## Task objective
Reproduce word for word everything in the article about Governor Northam from "- THE WESTERN" down to "in unadulterated disgust.".

++++ Passage to read ++++

After Telling Virginians They Didn't Need AR-15s, Northam Tells Them They Don't Need Church Pews

- THE WESTERN JOURNAL - Dec 13, 2020 -

C. Douglas Golden -

When state governors becomes nationally famous, it’s because they’ve done something exceptionally well, or horribly wrong.

It’s not that the two are always mutually exclusive. Half of America thinks Michigan Gov. Gretchen Whitmer is our lockdown goddess while the other half thinks she’s heavy-handed, draconian and fond of implementing freedom-restricting measures with no basis in scientific fact. However, there are often governors who can unite us all in unadulterated disgust.

For instance, when I was a kid and a salmonella scare was at its peak, meddlesome New Jersey Democratic Gov. Jim Florio banned restaurants from serving runny eggs for a brief period in 1992. Johnny Carson, then still at the helm of “The Tonight Show,” wrote Florio’s political obituary with one joke: “There’s something wrong with a state in which you can buy an Uzi, but there’s a 10-day waiting period to get a Caesar salad.”

Today, Virginia Democratic Gov. Ralph Northam finds himself nationally famous for all the wrong reasons: He’s at the helm of one of America’s most politically divided states during one of the tumultuous periods in American history and after a solid run of runny egg-style incidents going back several years.

He’s not banning Caesar salad and Uzis have long since been illegal at the federal level. In the midst of a pandemic, however, Northam has decided it’s high time to take away the state’s “church pews.”

++++ Exercise data ++++

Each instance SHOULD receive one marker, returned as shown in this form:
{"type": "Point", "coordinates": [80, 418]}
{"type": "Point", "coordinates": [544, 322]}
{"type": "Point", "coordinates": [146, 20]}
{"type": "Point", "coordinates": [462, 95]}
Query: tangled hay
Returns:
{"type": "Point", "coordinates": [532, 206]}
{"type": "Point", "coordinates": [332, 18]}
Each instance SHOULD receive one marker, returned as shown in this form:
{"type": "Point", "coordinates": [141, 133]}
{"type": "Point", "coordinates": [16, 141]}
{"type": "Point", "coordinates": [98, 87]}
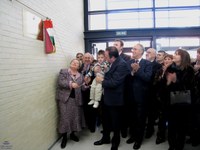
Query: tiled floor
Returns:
{"type": "Point", "coordinates": [87, 139]}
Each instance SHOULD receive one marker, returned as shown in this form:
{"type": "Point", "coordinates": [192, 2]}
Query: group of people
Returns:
{"type": "Point", "coordinates": [128, 94]}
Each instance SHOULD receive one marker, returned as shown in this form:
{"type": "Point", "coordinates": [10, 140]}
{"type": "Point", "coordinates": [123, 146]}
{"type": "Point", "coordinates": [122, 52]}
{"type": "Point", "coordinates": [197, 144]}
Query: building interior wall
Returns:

++++

## Response to this exercise
- THE WESTERN JOURNAL - Dec 13, 2020 -

C. Douglas Golden -

When state governors becomes nationally famous, it’s because they’ve done something exceptionally well, or horribly wrong.

It’s not that the two are always mutually exclusive. Half of America thinks Michigan Gov. Gretchen Whitmer is our lockdown goddess while the other half thinks she’s heavy-handed, draconian and fond of implementing freedom-restricting measures with no basis in scientific fact. However, there are often governors who can unite us all in unadulterated disgust.